(Right where John Milton left it. You can’t tell that guy anything!)
It is four o’clock on a cloudless afternoon with an air temperature of 88 degrees which is tempered by the excellent low humidity that one enjoys when one lives in a near-desert.
I am leaning back in a deck chair with my feet propped on the table, an iced tea at my left hand and an iPod at my right. The iPod is doing its Bluetoothing thing with a small red speaker sitting on the table, and the songs are set to “Shuffle.”

Sweet, sweet summer afternoon. Excuse me, but the song Born To Run just came up and it’s being done by the master himself and I have to pay attention. Talk to you later.
Not every moment during a pandemic is horrible.
******
At some point in life I realized that the formula for happiness for a Minnesota boy growing up was very simple. There were only three elements:
- It wasn’t snowing
- The mosquitoes weren’t biting
- You had your tunes handy

What more, I ask of thee?
******
Charles Blow is a black man filled with anger which is tempered by hope. It must be hard to maintain both when you are a man with the broad knowledge of American history that he has. The anger is so easy to come by. It is thrust upon you, actually, by daily events.
But the hope … where does he get that from? How does he maintain it? As he outlines in this piece from the Times of New York, it’s not just the awful shootings that are the problem. It’s the everyday stuff of racism.

### Exercise data
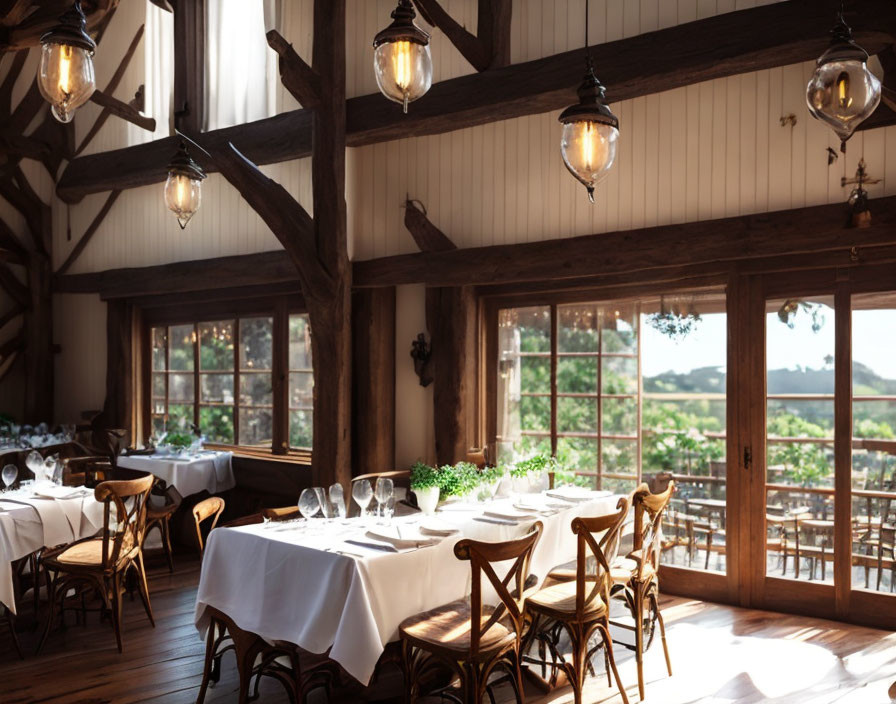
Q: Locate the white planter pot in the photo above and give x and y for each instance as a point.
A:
(427, 499)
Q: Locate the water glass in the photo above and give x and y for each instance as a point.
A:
(385, 490)
(9, 475)
(362, 493)
(309, 504)
(337, 498)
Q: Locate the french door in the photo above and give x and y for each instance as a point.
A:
(815, 379)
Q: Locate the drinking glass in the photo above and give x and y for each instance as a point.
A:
(308, 503)
(10, 473)
(362, 493)
(337, 498)
(325, 508)
(385, 490)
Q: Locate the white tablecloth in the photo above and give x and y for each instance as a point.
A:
(285, 585)
(210, 471)
(28, 523)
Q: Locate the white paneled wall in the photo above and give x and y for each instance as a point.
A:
(712, 150)
(140, 231)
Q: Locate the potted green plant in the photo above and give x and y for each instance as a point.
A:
(425, 482)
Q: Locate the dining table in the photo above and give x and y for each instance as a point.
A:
(207, 470)
(344, 586)
(39, 515)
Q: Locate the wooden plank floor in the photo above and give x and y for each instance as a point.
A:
(719, 654)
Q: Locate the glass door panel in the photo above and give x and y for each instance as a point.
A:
(684, 348)
(873, 478)
(800, 438)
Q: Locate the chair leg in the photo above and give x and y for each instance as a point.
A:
(639, 636)
(210, 640)
(659, 618)
(115, 583)
(143, 588)
(51, 608)
(11, 622)
(608, 645)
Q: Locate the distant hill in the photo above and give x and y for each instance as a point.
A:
(780, 381)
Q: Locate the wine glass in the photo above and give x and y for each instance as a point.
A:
(337, 498)
(308, 503)
(385, 490)
(325, 507)
(362, 493)
(10, 473)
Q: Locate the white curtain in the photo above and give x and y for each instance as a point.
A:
(158, 58)
(240, 75)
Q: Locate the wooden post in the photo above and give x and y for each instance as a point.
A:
(373, 385)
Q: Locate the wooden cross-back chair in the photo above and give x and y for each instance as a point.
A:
(580, 607)
(159, 516)
(212, 507)
(473, 639)
(639, 584)
(101, 563)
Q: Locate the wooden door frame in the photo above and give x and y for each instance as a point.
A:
(838, 601)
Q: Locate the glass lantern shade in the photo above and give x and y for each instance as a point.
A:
(402, 61)
(842, 92)
(403, 70)
(65, 76)
(589, 150)
(590, 133)
(183, 195)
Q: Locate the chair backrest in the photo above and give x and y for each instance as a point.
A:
(649, 510)
(212, 506)
(482, 557)
(128, 496)
(590, 586)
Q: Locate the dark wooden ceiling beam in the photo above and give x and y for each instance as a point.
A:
(781, 233)
(787, 240)
(427, 236)
(297, 77)
(736, 42)
(490, 46)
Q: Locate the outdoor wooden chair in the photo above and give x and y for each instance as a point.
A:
(580, 607)
(470, 638)
(158, 515)
(212, 507)
(640, 582)
(102, 563)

### Study questions
A. Please copy the summer afternoon post word for word, everything from "Not every moment" down to "ask of thee?".
B. In the summer afternoon post, why does the writer stop describing the afternoon and say "Talk to you later"?

### Numbered responses
A.
Not every moment during a pandemic is horrible.
******
At some point in life I realized that the formula for happiness for a Minnesota boy growing up was very simple. There were only three elements:
- It wasn’t snowing
- The mosquitoes weren’t biting
- You had your tunes handy

What more, I ask of thee?

B. The song Born To Run came up on shuffle, performed by "the master himself," and the writer has to pay attention to it.